>> Begin Quoted text

Ignacio Tapia

Personal information
- Date of birth: 1 September 2004 (age 21)
- Place of birth: Primero de Mayo, Córdoba, Argentina
- Height: 1.68 m (5 ft 6 in)
- Position: Midfielder

Team information
- Current team: Ñublense (on loan from Belgrano)
- Number: 19

Youth career
- 2010–2011: Unión Empalme
- Cultural La Para
- Belgrano La Para
- 2011–2021: Belgrano

Senior career*
- Years: Team / Apps / (Gls)
- 2021–: Belgrano / 10 / (0)
- 2025: → Barracas Central (loan) / 9 / (1)
- 2026–: → Ñublense (loan) / 1 / (0)

International career
- 2019: Argentina U15 / 3 / (0)

= Ignacio Tapia (footballer, born 2004) =

Argentine footballer

Ignacio Tapia (born 1 September 2004) is an Argentine footballer who plays as an attacking midfielder for Chilean club Ñublense, on loan from Belgrano.

>> End Quoted text
>> Begin Given information

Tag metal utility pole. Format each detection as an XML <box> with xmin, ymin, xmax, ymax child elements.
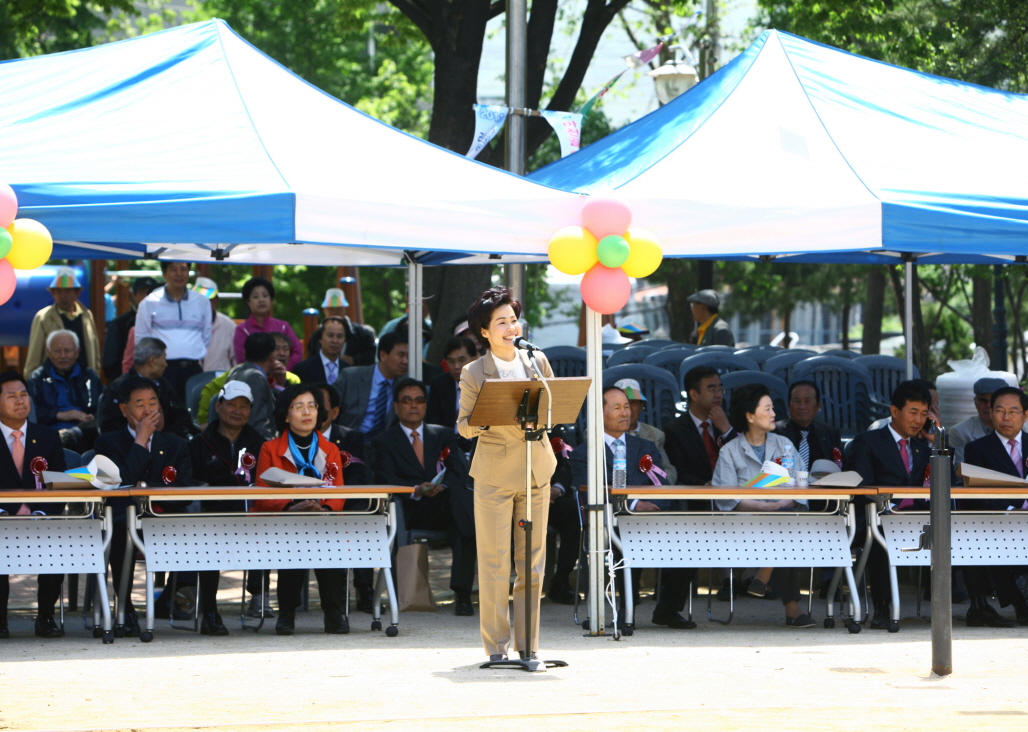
<box><xmin>504</xmin><ymin>0</ymin><xmax>528</xmax><ymax>300</ymax></box>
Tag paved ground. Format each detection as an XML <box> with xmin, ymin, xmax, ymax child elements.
<box><xmin>0</xmin><ymin>557</ymin><xmax>1028</xmax><ymax>732</ymax></box>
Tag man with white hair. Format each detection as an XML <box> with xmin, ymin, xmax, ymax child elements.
<box><xmin>25</xmin><ymin>267</ymin><xmax>100</xmax><ymax>374</ymax></box>
<box><xmin>29</xmin><ymin>330</ymin><xmax>103</xmax><ymax>452</ymax></box>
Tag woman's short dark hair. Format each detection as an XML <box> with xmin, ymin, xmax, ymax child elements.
<box><xmin>468</xmin><ymin>285</ymin><xmax>521</xmax><ymax>337</ymax></box>
<box><xmin>243</xmin><ymin>277</ymin><xmax>274</xmax><ymax>302</ymax></box>
<box><xmin>274</xmin><ymin>383</ymin><xmax>328</xmax><ymax>433</ymax></box>
<box><xmin>728</xmin><ymin>383</ymin><xmax>771</xmax><ymax>432</ymax></box>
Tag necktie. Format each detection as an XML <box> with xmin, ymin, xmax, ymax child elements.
<box><xmin>410</xmin><ymin>430</ymin><xmax>425</xmax><ymax>468</ymax></box>
<box><xmin>800</xmin><ymin>430</ymin><xmax>810</xmax><ymax>470</ymax></box>
<box><xmin>900</xmin><ymin>440</ymin><xmax>912</xmax><ymax>475</ymax></box>
<box><xmin>10</xmin><ymin>430</ymin><xmax>25</xmax><ymax>475</ymax></box>
<box><xmin>700</xmin><ymin>422</ymin><xmax>718</xmax><ymax>470</ymax></box>
<box><xmin>1006</xmin><ymin>437</ymin><xmax>1025</xmax><ymax>478</ymax></box>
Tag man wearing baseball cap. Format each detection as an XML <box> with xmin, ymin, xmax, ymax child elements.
<box><xmin>25</xmin><ymin>267</ymin><xmax>100</xmax><ymax>373</ymax></box>
<box><xmin>689</xmin><ymin>290</ymin><xmax>735</xmax><ymax>345</ymax></box>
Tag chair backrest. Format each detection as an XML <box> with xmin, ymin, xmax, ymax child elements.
<box><xmin>186</xmin><ymin>371</ymin><xmax>223</xmax><ymax>422</ymax></box>
<box><xmin>735</xmin><ymin>345</ymin><xmax>783</xmax><ymax>368</ymax></box>
<box><xmin>603</xmin><ymin>364</ymin><xmax>682</xmax><ymax>429</ymax></box>
<box><xmin>764</xmin><ymin>349</ymin><xmax>817</xmax><ymax>383</ymax></box>
<box><xmin>543</xmin><ymin>345</ymin><xmax>586</xmax><ymax>376</ymax></box>
<box><xmin>721</xmin><ymin>371</ymin><xmax>788</xmax><ymax>419</ymax></box>
<box><xmin>678</xmin><ymin>349</ymin><xmax>761</xmax><ymax>391</ymax></box>
<box><xmin>853</xmin><ymin>355</ymin><xmax>921</xmax><ymax>404</ymax></box>
<box><xmin>793</xmin><ymin>356</ymin><xmax>871</xmax><ymax>437</ymax></box>
<box><xmin>65</xmin><ymin>447</ymin><xmax>83</xmax><ymax>470</ymax></box>
<box><xmin>607</xmin><ymin>345</ymin><xmax>658</xmax><ymax>367</ymax></box>
<box><xmin>643</xmin><ymin>349</ymin><xmax>695</xmax><ymax>380</ymax></box>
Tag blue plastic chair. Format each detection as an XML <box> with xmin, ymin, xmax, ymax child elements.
<box><xmin>764</xmin><ymin>349</ymin><xmax>817</xmax><ymax>383</ymax></box>
<box><xmin>543</xmin><ymin>345</ymin><xmax>586</xmax><ymax>376</ymax></box>
<box><xmin>793</xmin><ymin>356</ymin><xmax>872</xmax><ymax>438</ymax></box>
<box><xmin>607</xmin><ymin>345</ymin><xmax>657</xmax><ymax>368</ymax></box>
<box><xmin>853</xmin><ymin>355</ymin><xmax>921</xmax><ymax>419</ymax></box>
<box><xmin>603</xmin><ymin>364</ymin><xmax>682</xmax><ymax>428</ymax></box>
<box><xmin>721</xmin><ymin>371</ymin><xmax>788</xmax><ymax>419</ymax></box>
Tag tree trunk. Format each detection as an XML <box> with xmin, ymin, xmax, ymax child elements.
<box><xmin>860</xmin><ymin>266</ymin><xmax>885</xmax><ymax>356</ymax></box>
<box><xmin>970</xmin><ymin>275</ymin><xmax>992</xmax><ymax>360</ymax></box>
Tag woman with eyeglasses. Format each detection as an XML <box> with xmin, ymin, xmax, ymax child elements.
<box><xmin>253</xmin><ymin>385</ymin><xmax>350</xmax><ymax>635</ymax></box>
<box><xmin>456</xmin><ymin>287</ymin><xmax>557</xmax><ymax>661</ymax></box>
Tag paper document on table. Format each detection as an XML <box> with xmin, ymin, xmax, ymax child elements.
<box><xmin>811</xmin><ymin>470</ymin><xmax>864</xmax><ymax>488</ymax></box>
<box><xmin>260</xmin><ymin>468</ymin><xmax>325</xmax><ymax>488</ymax></box>
<box><xmin>959</xmin><ymin>463</ymin><xmax>1028</xmax><ymax>488</ymax></box>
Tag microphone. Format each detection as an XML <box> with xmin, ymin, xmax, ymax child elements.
<box><xmin>514</xmin><ymin>335</ymin><xmax>542</xmax><ymax>351</ymax></box>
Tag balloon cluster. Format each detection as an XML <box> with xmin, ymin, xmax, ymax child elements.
<box><xmin>0</xmin><ymin>183</ymin><xmax>53</xmax><ymax>305</ymax></box>
<box><xmin>549</xmin><ymin>199</ymin><xmax>664</xmax><ymax>315</ymax></box>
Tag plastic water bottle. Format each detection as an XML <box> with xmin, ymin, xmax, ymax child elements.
<box><xmin>614</xmin><ymin>443</ymin><xmax>628</xmax><ymax>488</ymax></box>
<box><xmin>781</xmin><ymin>443</ymin><xmax>796</xmax><ymax>485</ymax></box>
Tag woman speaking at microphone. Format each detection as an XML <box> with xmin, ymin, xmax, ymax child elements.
<box><xmin>456</xmin><ymin>287</ymin><xmax>557</xmax><ymax>661</ymax></box>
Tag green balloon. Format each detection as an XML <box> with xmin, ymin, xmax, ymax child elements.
<box><xmin>596</xmin><ymin>233</ymin><xmax>631</xmax><ymax>267</ymax></box>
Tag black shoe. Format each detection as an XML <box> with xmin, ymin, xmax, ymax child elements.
<box><xmin>453</xmin><ymin>592</ymin><xmax>475</xmax><ymax>618</ymax></box>
<box><xmin>546</xmin><ymin>579</ymin><xmax>575</xmax><ymax>605</ymax></box>
<box><xmin>36</xmin><ymin>615</ymin><xmax>64</xmax><ymax>638</ymax></box>
<box><xmin>324</xmin><ymin>610</ymin><xmax>350</xmax><ymax>635</ymax></box>
<box><xmin>871</xmin><ymin>603</ymin><xmax>892</xmax><ymax>630</ymax></box>
<box><xmin>274</xmin><ymin>608</ymin><xmax>296</xmax><ymax>635</ymax></box>
<box><xmin>199</xmin><ymin>613</ymin><xmax>228</xmax><ymax>635</ymax></box>
<box><xmin>653</xmin><ymin>605</ymin><xmax>696</xmax><ymax>630</ymax></box>
<box><xmin>357</xmin><ymin>587</ymin><xmax>372</xmax><ymax>615</ymax></box>
<box><xmin>967</xmin><ymin>600</ymin><xmax>1018</xmax><ymax>628</ymax></box>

>> End Given information

[What to work on]:
A. From the Ignacio Tapia profile, pull out the passage starting with "Senior career*" and going on through "loan from Belgrano.", copied word for word.
B. List every club named under youth career in the Ignacio Tapia profile.

[Solved tasks]:
A.
Senior career*
- Years: Team / Apps / (Gls)
- 2021–: Belgrano / 10 / (0)
- 2025: → Barracas Central (loan) / 9 / (1)
- 2026–: → Ñublense (loan) / 1 / (0)

International career
- 2019: Argentina U15 / 3 / (0)

= Ignacio Tapia (footballer, born 2004) =

Argentine footballer

Ignacio Tapia (born 1 September 2004) is an Argentine footballer who plays as an attacking midfielder for Chilean club Ñublense, on loan from Belgrano.

B.
Unión Empalme
Cultural La Para
Belgrano La Para
Belgrano